AIM OF THE TASK: Each line of the material below must be transcribed exactly.

DATA FOR REVIEW:
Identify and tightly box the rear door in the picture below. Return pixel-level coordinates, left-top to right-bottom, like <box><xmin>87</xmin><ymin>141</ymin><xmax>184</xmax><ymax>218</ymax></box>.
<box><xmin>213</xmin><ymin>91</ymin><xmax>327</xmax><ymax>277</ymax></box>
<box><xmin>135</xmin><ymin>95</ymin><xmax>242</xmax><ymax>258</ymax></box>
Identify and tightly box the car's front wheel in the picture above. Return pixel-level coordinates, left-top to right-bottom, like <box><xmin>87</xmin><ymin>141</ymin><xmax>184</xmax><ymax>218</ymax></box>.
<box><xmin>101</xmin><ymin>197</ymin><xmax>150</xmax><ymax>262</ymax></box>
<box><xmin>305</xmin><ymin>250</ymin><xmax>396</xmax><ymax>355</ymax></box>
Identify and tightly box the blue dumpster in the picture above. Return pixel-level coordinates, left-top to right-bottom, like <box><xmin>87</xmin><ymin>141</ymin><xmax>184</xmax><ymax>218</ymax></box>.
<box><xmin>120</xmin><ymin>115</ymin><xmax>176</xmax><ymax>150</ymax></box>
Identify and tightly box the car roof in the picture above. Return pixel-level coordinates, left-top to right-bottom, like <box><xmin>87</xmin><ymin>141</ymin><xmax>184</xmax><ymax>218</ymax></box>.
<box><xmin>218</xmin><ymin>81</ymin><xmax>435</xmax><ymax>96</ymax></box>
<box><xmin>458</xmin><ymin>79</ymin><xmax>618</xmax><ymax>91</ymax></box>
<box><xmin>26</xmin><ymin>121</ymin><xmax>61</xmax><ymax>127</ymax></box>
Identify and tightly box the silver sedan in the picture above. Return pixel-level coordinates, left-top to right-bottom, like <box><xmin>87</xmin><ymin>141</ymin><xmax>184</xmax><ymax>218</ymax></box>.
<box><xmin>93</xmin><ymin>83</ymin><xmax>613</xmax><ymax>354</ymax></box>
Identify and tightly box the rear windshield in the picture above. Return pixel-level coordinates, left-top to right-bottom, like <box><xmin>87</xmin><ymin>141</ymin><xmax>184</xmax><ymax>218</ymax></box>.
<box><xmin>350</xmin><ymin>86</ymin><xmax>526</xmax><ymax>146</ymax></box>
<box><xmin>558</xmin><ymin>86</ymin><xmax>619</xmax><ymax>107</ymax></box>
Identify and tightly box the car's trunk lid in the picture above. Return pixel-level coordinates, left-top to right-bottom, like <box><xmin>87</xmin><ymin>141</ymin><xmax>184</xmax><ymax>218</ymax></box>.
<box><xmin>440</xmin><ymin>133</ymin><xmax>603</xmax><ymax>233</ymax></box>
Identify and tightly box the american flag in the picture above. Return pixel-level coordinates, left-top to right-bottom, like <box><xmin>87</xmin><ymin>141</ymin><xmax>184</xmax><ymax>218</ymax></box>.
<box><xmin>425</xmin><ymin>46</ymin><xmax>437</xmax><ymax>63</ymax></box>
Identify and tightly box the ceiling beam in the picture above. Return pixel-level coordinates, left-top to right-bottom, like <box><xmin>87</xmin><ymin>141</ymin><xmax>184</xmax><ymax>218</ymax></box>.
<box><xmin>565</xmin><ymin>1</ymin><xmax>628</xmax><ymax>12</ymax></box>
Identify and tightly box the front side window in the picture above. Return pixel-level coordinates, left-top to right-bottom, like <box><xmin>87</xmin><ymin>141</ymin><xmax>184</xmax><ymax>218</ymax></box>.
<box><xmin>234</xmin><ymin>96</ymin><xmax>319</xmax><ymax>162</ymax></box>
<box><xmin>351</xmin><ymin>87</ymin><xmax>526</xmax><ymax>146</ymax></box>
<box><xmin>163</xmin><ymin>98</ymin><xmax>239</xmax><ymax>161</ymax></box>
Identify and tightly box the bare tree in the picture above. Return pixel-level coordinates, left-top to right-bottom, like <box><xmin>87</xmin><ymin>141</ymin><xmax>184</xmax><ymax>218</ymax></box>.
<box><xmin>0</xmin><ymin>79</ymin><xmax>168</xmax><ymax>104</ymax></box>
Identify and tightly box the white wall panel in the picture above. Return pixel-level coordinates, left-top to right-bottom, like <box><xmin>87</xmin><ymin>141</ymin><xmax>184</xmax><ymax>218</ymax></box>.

SOLUTION FOR THIS PROBLEM:
Identify and tightly box the rear door in the picture below. Return pixel-level coordinates, left-top to right-bottom, like <box><xmin>87</xmin><ymin>141</ymin><xmax>184</xmax><ymax>218</ymax></box>.
<box><xmin>213</xmin><ymin>91</ymin><xmax>327</xmax><ymax>277</ymax></box>
<box><xmin>135</xmin><ymin>95</ymin><xmax>242</xmax><ymax>258</ymax></box>
Identify and tightly box the car's front wheel in the picture above. Return pixel-level coordinates, left-top to right-bottom, like <box><xmin>87</xmin><ymin>141</ymin><xmax>184</xmax><ymax>218</ymax></box>.
<box><xmin>101</xmin><ymin>197</ymin><xmax>150</xmax><ymax>262</ymax></box>
<box><xmin>305</xmin><ymin>250</ymin><xmax>396</xmax><ymax>355</ymax></box>
Identify and tightly box the blue dumpster in the picture above. Return pixel-level coordinates, left-top to right-bottom, like <box><xmin>87</xmin><ymin>141</ymin><xmax>184</xmax><ymax>218</ymax></box>.
<box><xmin>120</xmin><ymin>115</ymin><xmax>176</xmax><ymax>150</ymax></box>
Identify and tightly box the car roof in the picture above. Return pixel-level coordinates, left-top to right-bottom, like <box><xmin>87</xmin><ymin>141</ymin><xmax>184</xmax><ymax>218</ymax></box>.
<box><xmin>218</xmin><ymin>81</ymin><xmax>435</xmax><ymax>96</ymax></box>
<box><xmin>458</xmin><ymin>79</ymin><xmax>618</xmax><ymax>91</ymax></box>
<box><xmin>26</xmin><ymin>121</ymin><xmax>61</xmax><ymax>127</ymax></box>
Identify and tightly box the silver sedan in the picture above. Return pixel-level coordinates, left-top to right-bottom, like <box><xmin>87</xmin><ymin>141</ymin><xmax>184</xmax><ymax>218</ymax></box>.
<box><xmin>93</xmin><ymin>83</ymin><xmax>613</xmax><ymax>354</ymax></box>
Identify and tightly box the rear windshield in the picture above. Return pixel-level coordinates, left-top to right-bottom, like <box><xmin>87</xmin><ymin>141</ymin><xmax>184</xmax><ymax>218</ymax></box>.
<box><xmin>350</xmin><ymin>86</ymin><xmax>526</xmax><ymax>146</ymax></box>
<box><xmin>558</xmin><ymin>86</ymin><xmax>619</xmax><ymax>107</ymax></box>
Identify and tightly box the car's trunk lid in the picture above. Return pixel-level coordinates, left-top to right-bottom, like <box><xmin>87</xmin><ymin>141</ymin><xmax>184</xmax><ymax>218</ymax></box>.
<box><xmin>440</xmin><ymin>133</ymin><xmax>603</xmax><ymax>233</ymax></box>
Identify and tightly box the american flag in the picture above. Return pixel-level coordinates, left-top to right-bottom, like <box><xmin>87</xmin><ymin>141</ymin><xmax>184</xmax><ymax>218</ymax></box>.
<box><xmin>425</xmin><ymin>46</ymin><xmax>437</xmax><ymax>63</ymax></box>
Identify and tightly box the ceiling beam in the picture above. Return pixel-level coordinates, left-top to right-bottom, like <box><xmin>87</xmin><ymin>141</ymin><xmax>184</xmax><ymax>218</ymax></box>.
<box><xmin>565</xmin><ymin>1</ymin><xmax>628</xmax><ymax>12</ymax></box>
Identify and tightly box the front side window in the picture above. Return pixel-level coordinates, left-top to right-bottom, like <box><xmin>87</xmin><ymin>141</ymin><xmax>184</xmax><ymax>218</ymax></box>.
<box><xmin>234</xmin><ymin>96</ymin><xmax>319</xmax><ymax>162</ymax></box>
<box><xmin>351</xmin><ymin>87</ymin><xmax>526</xmax><ymax>146</ymax></box>
<box><xmin>163</xmin><ymin>98</ymin><xmax>239</xmax><ymax>161</ymax></box>
Identify and tightly box the bare tree in the picture above. Return pixel-level coordinates, left-top to right-bottom, like <box><xmin>87</xmin><ymin>141</ymin><xmax>184</xmax><ymax>218</ymax></box>.
<box><xmin>0</xmin><ymin>79</ymin><xmax>168</xmax><ymax>104</ymax></box>
Identify and tightly box the white wall panel in the picture above. Return pixel-level coordinates, left-top to right-bottom, like <box><xmin>87</xmin><ymin>141</ymin><xmax>184</xmax><ymax>218</ymax></box>.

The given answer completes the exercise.